Write out every one of the records below again, substituting "one for each instance" for each occurrence of "one per instance" and leaving everything else unchanged.

## DATA SHOWN:
───
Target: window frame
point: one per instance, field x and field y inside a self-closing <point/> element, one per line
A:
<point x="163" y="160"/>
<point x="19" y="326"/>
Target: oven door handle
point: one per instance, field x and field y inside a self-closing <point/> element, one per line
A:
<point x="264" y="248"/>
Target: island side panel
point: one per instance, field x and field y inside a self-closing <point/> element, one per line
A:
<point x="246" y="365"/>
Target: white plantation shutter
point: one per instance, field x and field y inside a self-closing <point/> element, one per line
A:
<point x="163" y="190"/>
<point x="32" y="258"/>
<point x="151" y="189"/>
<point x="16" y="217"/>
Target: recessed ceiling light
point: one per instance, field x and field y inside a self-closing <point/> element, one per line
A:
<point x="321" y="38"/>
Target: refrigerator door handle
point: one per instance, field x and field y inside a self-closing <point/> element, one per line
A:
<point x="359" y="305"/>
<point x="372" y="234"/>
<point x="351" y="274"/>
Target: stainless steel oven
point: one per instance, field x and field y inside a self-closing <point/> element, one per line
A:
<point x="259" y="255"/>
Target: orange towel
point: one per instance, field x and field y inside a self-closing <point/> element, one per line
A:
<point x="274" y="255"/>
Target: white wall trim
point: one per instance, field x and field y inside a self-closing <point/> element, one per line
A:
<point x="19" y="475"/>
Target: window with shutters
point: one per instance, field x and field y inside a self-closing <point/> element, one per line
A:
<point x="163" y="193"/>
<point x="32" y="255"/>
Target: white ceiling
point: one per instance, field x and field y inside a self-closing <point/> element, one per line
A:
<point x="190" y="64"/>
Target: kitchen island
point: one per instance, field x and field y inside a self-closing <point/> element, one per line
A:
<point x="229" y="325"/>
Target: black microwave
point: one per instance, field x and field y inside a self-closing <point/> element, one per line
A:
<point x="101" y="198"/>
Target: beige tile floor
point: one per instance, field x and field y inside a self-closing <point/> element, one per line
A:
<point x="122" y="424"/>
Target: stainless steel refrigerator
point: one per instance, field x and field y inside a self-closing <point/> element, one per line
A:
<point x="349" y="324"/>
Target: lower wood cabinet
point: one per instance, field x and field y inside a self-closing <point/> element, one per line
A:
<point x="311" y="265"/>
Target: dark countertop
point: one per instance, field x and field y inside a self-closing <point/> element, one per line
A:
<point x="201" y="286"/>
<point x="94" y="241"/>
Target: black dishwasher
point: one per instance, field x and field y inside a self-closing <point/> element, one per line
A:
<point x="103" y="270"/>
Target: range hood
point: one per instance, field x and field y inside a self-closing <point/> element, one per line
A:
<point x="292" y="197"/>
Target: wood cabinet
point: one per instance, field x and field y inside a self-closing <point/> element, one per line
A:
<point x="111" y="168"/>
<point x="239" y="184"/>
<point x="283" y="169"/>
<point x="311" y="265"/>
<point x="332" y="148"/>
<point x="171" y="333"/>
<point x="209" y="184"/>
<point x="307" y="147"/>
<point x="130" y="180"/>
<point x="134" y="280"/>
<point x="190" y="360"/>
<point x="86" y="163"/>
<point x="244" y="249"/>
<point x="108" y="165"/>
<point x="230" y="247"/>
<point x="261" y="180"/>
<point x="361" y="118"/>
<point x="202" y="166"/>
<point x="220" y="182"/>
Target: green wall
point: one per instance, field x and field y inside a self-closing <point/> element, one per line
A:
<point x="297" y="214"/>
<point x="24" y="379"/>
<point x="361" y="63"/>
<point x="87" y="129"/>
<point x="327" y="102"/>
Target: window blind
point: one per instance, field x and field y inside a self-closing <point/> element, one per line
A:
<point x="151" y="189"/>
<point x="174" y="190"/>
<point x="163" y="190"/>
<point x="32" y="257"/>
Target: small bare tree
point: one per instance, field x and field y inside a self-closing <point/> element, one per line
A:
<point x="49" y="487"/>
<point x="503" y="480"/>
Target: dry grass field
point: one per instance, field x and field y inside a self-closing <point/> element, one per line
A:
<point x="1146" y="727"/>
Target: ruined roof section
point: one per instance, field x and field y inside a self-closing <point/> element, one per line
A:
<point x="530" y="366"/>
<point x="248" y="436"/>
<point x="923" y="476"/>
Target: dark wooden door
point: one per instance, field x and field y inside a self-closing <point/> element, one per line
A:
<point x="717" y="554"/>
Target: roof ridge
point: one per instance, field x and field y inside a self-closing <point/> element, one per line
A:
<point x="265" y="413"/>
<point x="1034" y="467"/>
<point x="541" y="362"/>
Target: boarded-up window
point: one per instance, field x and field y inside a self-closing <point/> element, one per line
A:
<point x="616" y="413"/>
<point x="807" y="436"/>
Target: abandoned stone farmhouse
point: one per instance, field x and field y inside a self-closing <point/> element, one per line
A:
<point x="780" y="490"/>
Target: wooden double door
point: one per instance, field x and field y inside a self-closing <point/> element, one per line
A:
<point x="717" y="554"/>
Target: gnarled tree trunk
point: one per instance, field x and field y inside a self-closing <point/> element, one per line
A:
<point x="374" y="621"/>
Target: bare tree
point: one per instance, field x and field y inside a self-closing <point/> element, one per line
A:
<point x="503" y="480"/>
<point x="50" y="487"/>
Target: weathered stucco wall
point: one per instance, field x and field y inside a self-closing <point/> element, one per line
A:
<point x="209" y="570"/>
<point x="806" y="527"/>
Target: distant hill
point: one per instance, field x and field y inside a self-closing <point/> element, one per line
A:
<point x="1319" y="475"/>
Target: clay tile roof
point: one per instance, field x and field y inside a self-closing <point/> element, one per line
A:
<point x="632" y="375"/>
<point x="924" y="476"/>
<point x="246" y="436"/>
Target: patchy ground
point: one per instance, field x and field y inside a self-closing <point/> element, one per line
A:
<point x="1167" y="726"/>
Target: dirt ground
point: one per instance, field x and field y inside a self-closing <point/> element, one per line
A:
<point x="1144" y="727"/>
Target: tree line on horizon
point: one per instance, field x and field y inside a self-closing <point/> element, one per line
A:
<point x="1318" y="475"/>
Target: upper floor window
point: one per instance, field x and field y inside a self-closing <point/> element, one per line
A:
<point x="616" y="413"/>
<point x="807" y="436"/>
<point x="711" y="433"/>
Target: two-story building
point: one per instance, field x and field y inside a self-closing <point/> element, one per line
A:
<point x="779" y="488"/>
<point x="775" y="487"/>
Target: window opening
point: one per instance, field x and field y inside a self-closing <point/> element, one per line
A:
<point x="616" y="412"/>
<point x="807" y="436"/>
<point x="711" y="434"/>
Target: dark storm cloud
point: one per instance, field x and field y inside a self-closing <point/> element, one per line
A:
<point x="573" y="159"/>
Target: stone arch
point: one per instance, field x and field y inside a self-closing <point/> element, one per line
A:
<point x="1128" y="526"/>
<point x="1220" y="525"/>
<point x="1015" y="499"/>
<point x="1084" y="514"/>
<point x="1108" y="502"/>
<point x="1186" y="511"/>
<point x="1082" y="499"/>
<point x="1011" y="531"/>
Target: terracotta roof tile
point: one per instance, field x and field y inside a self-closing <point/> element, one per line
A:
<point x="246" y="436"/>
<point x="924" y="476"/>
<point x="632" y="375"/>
───
## ANSWER TO THE EXERCISE:
Target: window frame
point: one for each instance, field x and field y inside a self-closing <point/> element, one per line
A:
<point x="163" y="160"/>
<point x="19" y="326"/>
Target: oven door handle
point: one for each instance, field x and field y inside a self-closing <point/> element, one per line
A:
<point x="264" y="248"/>
Target: island side panel
point: one for each instance, field x and field y inside a self-closing <point/> element, one per line
A:
<point x="246" y="365"/>
Target: white plantation shutter
point: one for each instance, field x and field y inside a self-closing <point/> element, one per line
A:
<point x="163" y="190"/>
<point x="32" y="258"/>
<point x="151" y="189"/>
<point x="16" y="217"/>
Target: recessed ceiling light
point: one for each instance, field x and field y inside a self-closing <point/> element, one per line
A:
<point x="321" y="38"/>
Target: refrigerator door handle
point: one for each instance, field x and field y inside a self-closing <point/> element, one per line
A:
<point x="359" y="305"/>
<point x="372" y="234"/>
<point x="351" y="274"/>
Target: stainless steel oven
point: one for each instance, field x and field y inside a self-closing <point/> element, one per line
A:
<point x="259" y="255"/>
Target: orange towel
point: one for each instance, field x and field y inside a self-closing <point/> element, one per line
A:
<point x="274" y="255"/>
Target: white wall trim
point: one for each instance, field x and field y inside a self-closing <point/> element, one per line
A:
<point x="19" y="475"/>
Target: window with shutters
point: one for each instance, field x and field y inside a self-closing <point/> element, one per line
A:
<point x="163" y="193"/>
<point x="32" y="255"/>
Target: white ceiling
point: one for each instance, field x and field y inside a self-closing <point/> element, one per line
A:
<point x="190" y="64"/>
Target: kitchen island
point: one for each instance, field x and field y inside a self-closing <point/> element, one per line
A:
<point x="229" y="325"/>
Target: black microwave
point: one for each instance, field x and field y inside a self-closing <point/> element, one per line
A:
<point x="101" y="198"/>
Target: beige tile floor
point: one for each instance, field x and field y inside a self-closing <point/> element, one per line
A:
<point x="122" y="424"/>
Target: stainless steel refrigerator
point: one for each instance, field x and field y inside a self-closing <point/> element, one per line
A:
<point x="349" y="324"/>
Target: lower wood cabinet
point: one for each instance, field x and field y inside a self-closing <point/> element, one per line
A:
<point x="311" y="265"/>
Target: dark countertop
point: one for each instance, field x and field y inside a self-closing <point/> element, one per line
A:
<point x="201" y="286"/>
<point x="94" y="241"/>
Target: black dishwasher
point: one for each instance, field x and field y inside a self-closing <point/> element, one per line
A:
<point x="103" y="270"/>
Target: range hood
point: one for each instance, field x and field y inside a self-closing <point/> element, one per line
A:
<point x="292" y="197"/>
Target: wood cabinet
point: one for each instance, field x and field y inside a self-closing <point/> element, one per line
A:
<point x="111" y="168"/>
<point x="239" y="184"/>
<point x="283" y="169"/>
<point x="311" y="265"/>
<point x="332" y="148"/>
<point x="171" y="333"/>
<point x="209" y="184"/>
<point x="307" y="147"/>
<point x="130" y="180"/>
<point x="134" y="280"/>
<point x="190" y="360"/>
<point x="86" y="163"/>
<point x="244" y="249"/>
<point x="108" y="165"/>
<point x="230" y="247"/>
<point x="261" y="180"/>
<point x="361" y="118"/>
<point x="202" y="166"/>
<point x="220" y="182"/>
Target: green wall
point: one for each instance, field x and field y inside a self-closing <point/> element, one per line
A:
<point x="297" y="214"/>
<point x="24" y="379"/>
<point x="361" y="63"/>
<point x="87" y="129"/>
<point x="327" y="102"/>
Target: window blind
point: one for each instance, field x and field y inside a self-closing <point/> element, one per line
A:
<point x="151" y="189"/>
<point x="174" y="190"/>
<point x="163" y="190"/>
<point x="32" y="257"/>
Target: small bare tree
point: one for each instance, field x and field y inside a self-closing <point/> element, one per line
A:
<point x="49" y="487"/>
<point x="503" y="480"/>
Target: dry grass field
point: one for each instance, field x and field y inside a self-closing <point/> element, one per line
A:
<point x="1146" y="727"/>
Target: ruined roof section
point: one for each instance, field x and field y inside a self-closing <point/> element, one per line
A:
<point x="530" y="366"/>
<point x="248" y="436"/>
<point x="923" y="476"/>
Target: dark wooden door
point: one for each instance, field x and field y inside a self-closing <point/> element, one per line
A:
<point x="717" y="554"/>
Target: roof ridge
point: one for each instance, field x and field y inside a self-closing <point/> element, one per line
A:
<point x="265" y="413"/>
<point x="1034" y="467"/>
<point x="541" y="362"/>
Target: boarded-up window
point: one for each instance, field x and field y inside a self-closing <point/> element, one per line
A:
<point x="616" y="413"/>
<point x="807" y="436"/>
Target: abandoned stone farmhouse
point: one for each instance, field x and field y inside a self-closing <point/> element, one per line
A:
<point x="780" y="490"/>
Target: wooden double door
point: one for each instance, field x and field y inside a self-closing <point/> element, one per line
A:
<point x="717" y="554"/>
Target: gnarled tree trunk
point: one for each instance, field x and field y inside a self-closing <point/> element, one per line
A:
<point x="374" y="621"/>
Target: bare tree
point: one for each instance, field x and field y inside a self-closing <point/> element, one per line
A:
<point x="503" y="480"/>
<point x="50" y="487"/>
Target: weathered stucco wall
point: one for each instance, field x and field y inside a self-closing <point/> element, one per line
A:
<point x="209" y="570"/>
<point x="806" y="527"/>
Target: distant hill
point: one for each instance, field x and field y inside a self-closing <point/> element, one per line
A:
<point x="1319" y="475"/>
Target: clay tile roof
point: one for each instance, field x and field y inside a self-closing <point/> element, one per line
A:
<point x="632" y="375"/>
<point x="924" y="476"/>
<point x="246" y="436"/>
Target: patchy ground
point: one for each instance, field x and field y inside a self-closing <point/> element, one per line
A:
<point x="1167" y="726"/>
Target: dirt ground
point: one for each instance, field x and field y inside a self-closing <point/> element, one per line
A:
<point x="1144" y="727"/>
Target: tree line on horizon
point: one for each instance, field x and field y inside a self-closing <point/> element, one per line
A:
<point x="1318" y="475"/>
Target: upper floor window
point: one for each instance, field x and field y inside a self-closing <point/> element, one per line
A:
<point x="616" y="413"/>
<point x="807" y="436"/>
<point x="711" y="433"/>
Target: two-story building
point: one for each instance, field x and field y inside a self-closing <point/> element, one per line
A:
<point x="779" y="488"/>
<point x="775" y="487"/>
Target: window opening
point: one for each instance, field x and field y inside a self-closing <point/> element, one per line
A:
<point x="616" y="412"/>
<point x="807" y="436"/>
<point x="711" y="434"/>
Target: dark storm cloud
point: one for each instance, field x and field y inside a self-closing <point/> element, one per line
A:
<point x="573" y="159"/>
Target: stone arch
point: one for each instance, field x and field y inside a self-closing <point/> element, one per line
A:
<point x="1128" y="526"/>
<point x="1220" y="525"/>
<point x="1015" y="499"/>
<point x="1084" y="514"/>
<point x="1108" y="502"/>
<point x="1186" y="511"/>
<point x="1082" y="499"/>
<point x="1011" y="531"/>
Target: terracotta roof tile
point: one for each instance, field x and field y inside a self-closing <point/> element, one per line
A:
<point x="246" y="436"/>
<point x="924" y="476"/>
<point x="632" y="375"/>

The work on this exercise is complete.